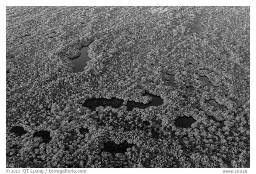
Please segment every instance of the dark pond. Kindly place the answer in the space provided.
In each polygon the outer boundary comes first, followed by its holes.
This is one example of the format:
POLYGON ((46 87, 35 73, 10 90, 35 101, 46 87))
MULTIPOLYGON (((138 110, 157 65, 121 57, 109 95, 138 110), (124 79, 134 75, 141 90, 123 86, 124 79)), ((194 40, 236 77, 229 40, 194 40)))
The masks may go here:
MULTIPOLYGON (((128 101, 126 105, 127 111, 131 111, 135 108, 144 109, 151 106, 159 106, 164 103, 164 101, 158 96, 148 93, 145 93, 145 96, 150 96, 152 98, 152 100, 148 104, 135 101, 128 101)), ((95 111, 96 108, 99 106, 111 106, 114 108, 119 108, 123 106, 124 101, 123 100, 116 98, 112 98, 109 100, 105 98, 92 98, 85 101, 85 102, 83 104, 83 106, 88 108, 92 111, 95 111)))
POLYGON ((195 88, 192 86, 189 86, 188 89, 191 91, 193 91, 195 90, 195 88))
POLYGON ((155 96, 148 93, 145 93, 145 96, 151 97, 152 100, 148 104, 129 101, 127 102, 127 104, 126 105, 126 106, 127 106, 127 111, 131 111, 133 108, 135 108, 145 109, 151 106, 160 106, 164 103, 164 101, 158 96, 155 96))
POLYGON ((88 46, 84 46, 80 50, 81 55, 77 58, 71 59, 72 63, 75 66, 73 72, 84 71, 84 68, 86 66, 87 62, 91 60, 88 56, 88 46))
POLYGON ((96 108, 99 106, 111 106, 112 108, 119 108, 123 105, 123 100, 116 98, 109 100, 106 98, 92 98, 85 101, 83 106, 88 108, 92 111, 95 111, 96 108))
POLYGON ((213 120, 213 121, 216 121, 216 122, 219 123, 220 124, 220 128, 221 128, 225 126, 225 124, 224 124, 224 123, 223 123, 223 121, 217 121, 217 120, 216 120, 216 119, 215 119, 214 118, 214 117, 213 117, 212 116, 208 116, 208 118, 209 120, 213 120))
POLYGON ((104 143, 104 147, 101 149, 101 152, 104 151, 113 153, 125 153, 128 148, 132 147, 132 144, 129 144, 127 142, 124 142, 119 144, 116 144, 114 142, 109 141, 104 143))
POLYGON ((216 102, 215 100, 211 99, 207 101, 207 102, 211 105, 220 108, 220 109, 224 109, 226 107, 224 105, 220 104, 216 102))
POLYGON ((168 84, 169 86, 174 86, 175 85, 175 79, 174 79, 174 76, 175 75, 168 74, 167 75, 169 77, 169 79, 166 80, 168 81, 168 84))
POLYGON ((85 134, 88 132, 89 132, 89 129, 88 128, 81 128, 79 129, 79 131, 81 134, 85 134))
POLYGON ((34 134, 34 137, 40 137, 43 139, 43 143, 48 143, 52 139, 50 132, 47 131, 40 131, 34 134))
POLYGON ((191 124, 196 122, 196 120, 192 117, 184 116, 183 117, 179 117, 174 122, 174 124, 177 127, 182 128, 189 128, 191 124))
POLYGON ((207 77, 207 76, 199 76, 199 79, 202 81, 204 81, 206 84, 206 85, 209 87, 213 86, 212 84, 210 81, 207 77))
POLYGON ((11 132, 14 133, 18 136, 22 136, 28 132, 24 130, 23 127, 21 126, 14 126, 12 128, 11 132))

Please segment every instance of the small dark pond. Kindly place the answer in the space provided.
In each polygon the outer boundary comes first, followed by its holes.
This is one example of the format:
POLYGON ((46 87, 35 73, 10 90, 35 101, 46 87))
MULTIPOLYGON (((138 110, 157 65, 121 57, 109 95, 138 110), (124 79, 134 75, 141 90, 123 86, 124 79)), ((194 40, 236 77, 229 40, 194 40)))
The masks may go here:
****************
Rewrite all of the records above with every "dark pond" changed to "murky pool" and nothing else altered. Leave out the pictures.

Please segment every instance of the murky pool. Kindly place the answer in the space provided.
In each polygon the outer boundary comes first, followed by its holes.
This is one example of the format:
POLYGON ((46 87, 35 73, 10 90, 35 101, 46 87))
MULTIPOLYGON (((138 110, 157 65, 121 57, 109 95, 138 110), (124 79, 134 75, 141 90, 123 86, 124 79)), ((194 40, 236 77, 229 40, 194 40)))
The masks may go here:
MULTIPOLYGON (((128 101, 126 105, 127 111, 131 111, 135 108, 144 109, 151 106, 159 106, 164 103, 164 101, 158 96, 148 93, 145 93, 145 96, 150 96, 152 98, 152 100, 148 104, 135 101, 128 101)), ((95 111, 96 108, 99 106, 111 106, 114 108, 119 108, 123 106, 124 101, 123 100, 116 98, 112 98, 109 100, 105 98, 92 98, 85 101, 85 102, 83 104, 83 106, 88 108, 92 111, 95 111)))
POLYGON ((195 88, 192 86, 189 86, 188 89, 191 91, 193 91, 195 90, 195 88))
POLYGON ((155 96, 148 93, 145 93, 145 96, 151 97, 152 100, 148 104, 129 101, 127 102, 127 104, 126 105, 126 106, 127 106, 127 111, 131 111, 133 108, 135 108, 145 109, 151 106, 160 106, 164 103, 164 101, 158 96, 155 96))
POLYGON ((88 46, 84 46, 80 50, 81 55, 77 58, 71 59, 72 63, 75 66, 73 72, 84 71, 84 68, 86 66, 87 62, 91 60, 88 56, 88 46))
POLYGON ((96 108, 99 106, 111 106, 112 108, 119 108, 123 105, 123 100, 116 98, 109 100, 106 98, 92 98, 85 101, 83 106, 88 108, 92 111, 95 111, 96 108))
POLYGON ((213 120, 213 121, 216 121, 216 122, 219 123, 220 124, 220 128, 221 128, 225 126, 225 124, 224 124, 224 123, 223 123, 223 121, 217 121, 217 120, 216 120, 216 119, 215 119, 214 118, 214 117, 213 117, 212 116, 208 116, 208 118, 209 120, 213 120))
POLYGON ((104 143, 104 147, 101 149, 101 152, 104 151, 113 153, 125 153, 128 148, 132 147, 132 144, 129 144, 127 142, 124 142, 119 144, 116 144, 114 142, 109 141, 104 143))
POLYGON ((216 102, 215 100, 211 99, 207 101, 207 102, 211 105, 220 108, 220 109, 224 109, 226 107, 224 105, 220 104, 216 102))
POLYGON ((168 84, 169 86, 174 86, 175 85, 175 79, 174 79, 174 76, 175 75, 168 74, 167 75, 169 77, 169 79, 166 80, 168 81, 168 84))
POLYGON ((85 134, 88 132, 89 132, 89 129, 88 128, 81 128, 79 129, 79 131, 81 134, 85 134))
POLYGON ((34 134, 34 137, 40 137, 43 139, 43 143, 48 143, 52 139, 50 132, 47 131, 40 131, 34 134))
POLYGON ((191 124, 196 122, 196 120, 192 117, 184 116, 183 117, 179 117, 174 122, 174 124, 177 127, 182 128, 189 128, 191 124))
POLYGON ((207 77, 207 76, 199 76, 199 79, 202 81, 204 81, 206 84, 206 85, 209 87, 213 86, 212 84, 210 81, 207 77))
POLYGON ((11 132, 14 133, 18 136, 22 136, 28 132, 24 130, 23 127, 21 126, 14 126, 12 128, 11 132))

Please segment every instance of the small murky pool. Kindly place the answer in the space provided.
In each polygon the outer boundary comes first, followed by its holes.
This is one example of the format:
POLYGON ((46 87, 35 73, 10 90, 35 101, 46 87))
MULTIPOLYGON (((138 110, 157 65, 121 57, 109 95, 138 110), (124 79, 134 75, 141 90, 123 86, 124 79)), ((194 40, 236 77, 229 40, 194 40)))
The masks may go here:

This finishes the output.